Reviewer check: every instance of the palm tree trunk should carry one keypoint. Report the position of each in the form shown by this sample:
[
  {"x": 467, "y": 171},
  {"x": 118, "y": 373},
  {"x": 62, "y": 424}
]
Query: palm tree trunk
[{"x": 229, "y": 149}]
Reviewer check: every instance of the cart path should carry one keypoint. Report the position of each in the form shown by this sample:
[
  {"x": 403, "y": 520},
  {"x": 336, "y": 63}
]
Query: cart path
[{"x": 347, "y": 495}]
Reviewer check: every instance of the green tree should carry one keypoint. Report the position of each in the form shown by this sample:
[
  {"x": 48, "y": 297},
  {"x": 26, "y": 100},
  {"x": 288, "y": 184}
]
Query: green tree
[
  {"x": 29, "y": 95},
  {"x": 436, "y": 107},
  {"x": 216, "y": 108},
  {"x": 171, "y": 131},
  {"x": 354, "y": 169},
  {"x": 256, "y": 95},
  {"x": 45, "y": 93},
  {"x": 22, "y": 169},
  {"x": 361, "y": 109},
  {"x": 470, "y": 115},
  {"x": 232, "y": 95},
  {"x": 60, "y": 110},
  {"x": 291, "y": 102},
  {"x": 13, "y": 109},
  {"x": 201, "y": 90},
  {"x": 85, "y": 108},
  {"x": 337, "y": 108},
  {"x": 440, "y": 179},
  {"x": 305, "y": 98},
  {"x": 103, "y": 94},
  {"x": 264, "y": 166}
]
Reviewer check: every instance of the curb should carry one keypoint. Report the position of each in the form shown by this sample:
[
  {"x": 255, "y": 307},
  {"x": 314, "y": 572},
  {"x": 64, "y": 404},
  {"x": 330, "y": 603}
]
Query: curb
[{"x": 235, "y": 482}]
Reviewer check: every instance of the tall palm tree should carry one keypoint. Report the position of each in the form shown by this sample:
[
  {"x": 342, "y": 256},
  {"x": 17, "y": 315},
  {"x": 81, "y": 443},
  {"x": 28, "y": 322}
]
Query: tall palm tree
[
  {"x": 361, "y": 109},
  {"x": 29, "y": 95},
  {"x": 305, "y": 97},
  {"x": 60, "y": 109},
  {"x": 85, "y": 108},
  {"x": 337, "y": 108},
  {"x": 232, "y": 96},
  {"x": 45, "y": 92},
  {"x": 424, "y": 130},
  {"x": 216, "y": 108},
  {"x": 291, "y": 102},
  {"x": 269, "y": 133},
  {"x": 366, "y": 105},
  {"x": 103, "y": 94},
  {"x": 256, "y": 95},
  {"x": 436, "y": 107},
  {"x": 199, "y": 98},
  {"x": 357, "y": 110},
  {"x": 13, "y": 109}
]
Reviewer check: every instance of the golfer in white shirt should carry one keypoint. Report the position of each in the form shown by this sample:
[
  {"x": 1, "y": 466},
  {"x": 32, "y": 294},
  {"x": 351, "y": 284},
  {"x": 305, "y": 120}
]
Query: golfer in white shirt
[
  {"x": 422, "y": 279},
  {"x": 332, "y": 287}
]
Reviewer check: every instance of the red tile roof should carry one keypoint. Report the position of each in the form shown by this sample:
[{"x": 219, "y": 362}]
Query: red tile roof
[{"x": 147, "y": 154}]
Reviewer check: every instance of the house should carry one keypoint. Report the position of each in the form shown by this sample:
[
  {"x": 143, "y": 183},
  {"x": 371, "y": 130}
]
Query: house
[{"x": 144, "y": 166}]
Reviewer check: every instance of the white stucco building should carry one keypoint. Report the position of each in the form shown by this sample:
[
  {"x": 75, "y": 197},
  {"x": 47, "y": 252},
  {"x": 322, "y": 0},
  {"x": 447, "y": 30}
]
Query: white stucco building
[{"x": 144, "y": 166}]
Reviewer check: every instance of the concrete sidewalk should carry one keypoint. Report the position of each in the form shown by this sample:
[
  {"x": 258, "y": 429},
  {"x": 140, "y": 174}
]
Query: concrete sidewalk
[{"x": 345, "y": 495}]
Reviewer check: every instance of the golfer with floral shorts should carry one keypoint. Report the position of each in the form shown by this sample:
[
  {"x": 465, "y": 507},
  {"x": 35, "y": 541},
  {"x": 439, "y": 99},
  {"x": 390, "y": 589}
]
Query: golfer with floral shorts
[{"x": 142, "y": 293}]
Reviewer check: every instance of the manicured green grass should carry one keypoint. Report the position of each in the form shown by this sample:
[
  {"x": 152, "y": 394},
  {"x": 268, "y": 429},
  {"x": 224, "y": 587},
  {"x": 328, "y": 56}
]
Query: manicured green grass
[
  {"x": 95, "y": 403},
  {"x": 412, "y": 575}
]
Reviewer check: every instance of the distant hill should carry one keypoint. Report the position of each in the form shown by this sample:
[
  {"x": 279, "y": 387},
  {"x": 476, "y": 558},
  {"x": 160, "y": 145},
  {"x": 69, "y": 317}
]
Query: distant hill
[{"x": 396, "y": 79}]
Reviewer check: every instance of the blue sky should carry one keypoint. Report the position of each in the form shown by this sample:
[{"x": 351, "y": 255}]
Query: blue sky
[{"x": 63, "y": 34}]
-.-.-
Each line above should be duplicated without any alteration.

*Solution*:
Reviewer check: every instance of the palm tree trunk should carry one keypoint. Report the position of each in the form shown by this sample:
[
  {"x": 467, "y": 171},
  {"x": 118, "y": 373},
  {"x": 62, "y": 424}
]
Query: palm tree trunk
[{"x": 229, "y": 149}]
Reviewer check: every instance of the cart path should carry one keypoint. Report the position of each in the form shown by this sample:
[
  {"x": 403, "y": 520},
  {"x": 336, "y": 63}
]
Query: cart path
[{"x": 347, "y": 495}]
Reviewer check: every instance of the green tree should carry one keypoint. Report the position of each in the form shown by this sample:
[
  {"x": 48, "y": 297},
  {"x": 26, "y": 100},
  {"x": 288, "y": 184}
]
Query: green tree
[
  {"x": 29, "y": 95},
  {"x": 436, "y": 107},
  {"x": 216, "y": 108},
  {"x": 171, "y": 131},
  {"x": 354, "y": 169},
  {"x": 256, "y": 95},
  {"x": 45, "y": 93},
  {"x": 22, "y": 169},
  {"x": 361, "y": 109},
  {"x": 470, "y": 115},
  {"x": 232, "y": 95},
  {"x": 60, "y": 110},
  {"x": 291, "y": 102},
  {"x": 13, "y": 109},
  {"x": 201, "y": 90},
  {"x": 85, "y": 108},
  {"x": 337, "y": 108},
  {"x": 440, "y": 179},
  {"x": 305, "y": 98},
  {"x": 103, "y": 94},
  {"x": 264, "y": 166}
]
Reviewer check: every instance of the curb should carry one keypoint. Report the position of each in the form shown by this sample:
[
  {"x": 255, "y": 307},
  {"x": 314, "y": 572},
  {"x": 64, "y": 404},
  {"x": 330, "y": 603}
]
Query: curb
[{"x": 235, "y": 482}]
Reviewer check: every instance of the tall palm tree should carry one keypoint. Report the position of each in the form shown by this sample:
[
  {"x": 342, "y": 256},
  {"x": 17, "y": 315},
  {"x": 81, "y": 443},
  {"x": 28, "y": 322}
]
Query: tall palm tree
[
  {"x": 361, "y": 109},
  {"x": 29, "y": 95},
  {"x": 305, "y": 97},
  {"x": 60, "y": 109},
  {"x": 85, "y": 108},
  {"x": 337, "y": 108},
  {"x": 232, "y": 96},
  {"x": 45, "y": 92},
  {"x": 424, "y": 130},
  {"x": 216, "y": 108},
  {"x": 291, "y": 102},
  {"x": 269, "y": 133},
  {"x": 366, "y": 105},
  {"x": 103, "y": 94},
  {"x": 256, "y": 95},
  {"x": 436, "y": 107},
  {"x": 199, "y": 98},
  {"x": 357, "y": 110},
  {"x": 13, "y": 109}
]
Reviewer check: every instance of the golfer in white shirt should carry one keypoint. Report the position of each in the form shown by this sample:
[
  {"x": 1, "y": 466},
  {"x": 32, "y": 294},
  {"x": 351, "y": 284},
  {"x": 305, "y": 120}
]
Query: golfer in white shirt
[
  {"x": 422, "y": 279},
  {"x": 332, "y": 287}
]
Reviewer check: every instance of the red tile roof should carry one keypoint. Report the position of each in the form shown by this sample:
[{"x": 219, "y": 362}]
Query: red tile roof
[{"x": 147, "y": 154}]
Reviewer check: every instance of the house should carry one keypoint. Report the position of each in the form shown by this sample:
[
  {"x": 143, "y": 183},
  {"x": 371, "y": 130}
]
Query: house
[{"x": 144, "y": 166}]
Reviewer check: every instance of the white stucco building should carry one keypoint. Report the position of each in the form shown by this sample:
[
  {"x": 75, "y": 197},
  {"x": 47, "y": 252},
  {"x": 322, "y": 0},
  {"x": 447, "y": 30}
]
Query: white stucco building
[{"x": 144, "y": 166}]
Reviewer check: every instance of the concrete sidewalk should carry one keypoint. Report the position of each in the form shown by this sample:
[
  {"x": 258, "y": 429},
  {"x": 140, "y": 174}
]
Query: concrete sidewalk
[{"x": 345, "y": 495}]
Reviewer check: every instance of the golfer with floral shorts should carry one keypoint. Report the position of each in the form shown by this sample:
[
  {"x": 465, "y": 507},
  {"x": 35, "y": 541},
  {"x": 439, "y": 99},
  {"x": 390, "y": 589}
]
Query: golfer with floral shorts
[{"x": 142, "y": 293}]
Reviewer check: every instance of the manicured green grass should carry one keypoint. Report the position of each in the form shown by this sample:
[
  {"x": 152, "y": 394},
  {"x": 268, "y": 429},
  {"x": 224, "y": 587},
  {"x": 328, "y": 56}
]
Query: manicured green grass
[
  {"x": 95, "y": 403},
  {"x": 412, "y": 575}
]
Reviewer check: every instance of the distant hill should carry one keypoint. Report the position of each in the form shown by this sample:
[
  {"x": 279, "y": 387},
  {"x": 476, "y": 558},
  {"x": 160, "y": 145},
  {"x": 69, "y": 317}
]
Query: distant hill
[{"x": 396, "y": 79}]
Reviewer check: every instance of the blue sky should carry one keypoint. Report the position of each in the form shown by this sample:
[{"x": 351, "y": 255}]
Query: blue sky
[{"x": 63, "y": 34}]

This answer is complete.